→ **Given records**

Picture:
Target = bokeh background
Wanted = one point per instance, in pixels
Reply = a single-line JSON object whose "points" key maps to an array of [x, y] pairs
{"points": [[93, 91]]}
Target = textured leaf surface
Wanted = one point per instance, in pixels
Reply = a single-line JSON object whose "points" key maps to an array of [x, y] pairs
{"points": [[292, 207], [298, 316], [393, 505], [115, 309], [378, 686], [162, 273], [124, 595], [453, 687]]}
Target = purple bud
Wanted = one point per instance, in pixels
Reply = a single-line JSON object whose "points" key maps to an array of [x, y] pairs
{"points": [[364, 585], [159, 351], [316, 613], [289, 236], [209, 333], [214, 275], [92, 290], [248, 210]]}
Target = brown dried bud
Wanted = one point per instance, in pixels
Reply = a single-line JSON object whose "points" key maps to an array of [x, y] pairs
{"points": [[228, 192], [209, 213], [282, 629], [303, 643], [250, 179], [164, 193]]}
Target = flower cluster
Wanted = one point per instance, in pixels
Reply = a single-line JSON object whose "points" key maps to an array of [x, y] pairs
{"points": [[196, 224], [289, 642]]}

→ **Required work**
From the first line to the last, please write out the entries exactly.

→ **Solution**
Picture:
Target = bokeh background
Wanted = one point per instance, in pixels
Reply = a single-line JSON object whose "points" key maps to an array of [x, y] pairs
{"points": [[93, 91]]}
Target = textured leaf surface
Wanted = one point per instance, in pixels
Reply = a single-line JSON object whose "points" key maps to an array of [x, y] pairs
{"points": [[292, 207], [298, 316], [393, 505], [115, 309], [378, 686], [162, 273], [124, 595], [453, 687]]}
Target = purple bud
Wanted = one point per instance, in pixels
Reply = a single-line JSON object whose "points" key maps to an array of [x, y] pairs
{"points": [[364, 585], [159, 351], [316, 613], [289, 236], [209, 333], [214, 275], [92, 290], [248, 210]]}
Target = brown dried bud
Wanted = one point per instance, in pixels
Reply = a single-line JSON object whose "points" key maps to an array of [x, y] pairs
{"points": [[228, 192], [209, 213], [282, 629], [303, 643], [250, 179], [164, 193]]}
Target = flower cluster
Wanted = one point per instance, in pixels
Reply = a single-line JSON object whose "points" key maps to an array of [x, y] pairs
{"points": [[196, 224], [289, 642]]}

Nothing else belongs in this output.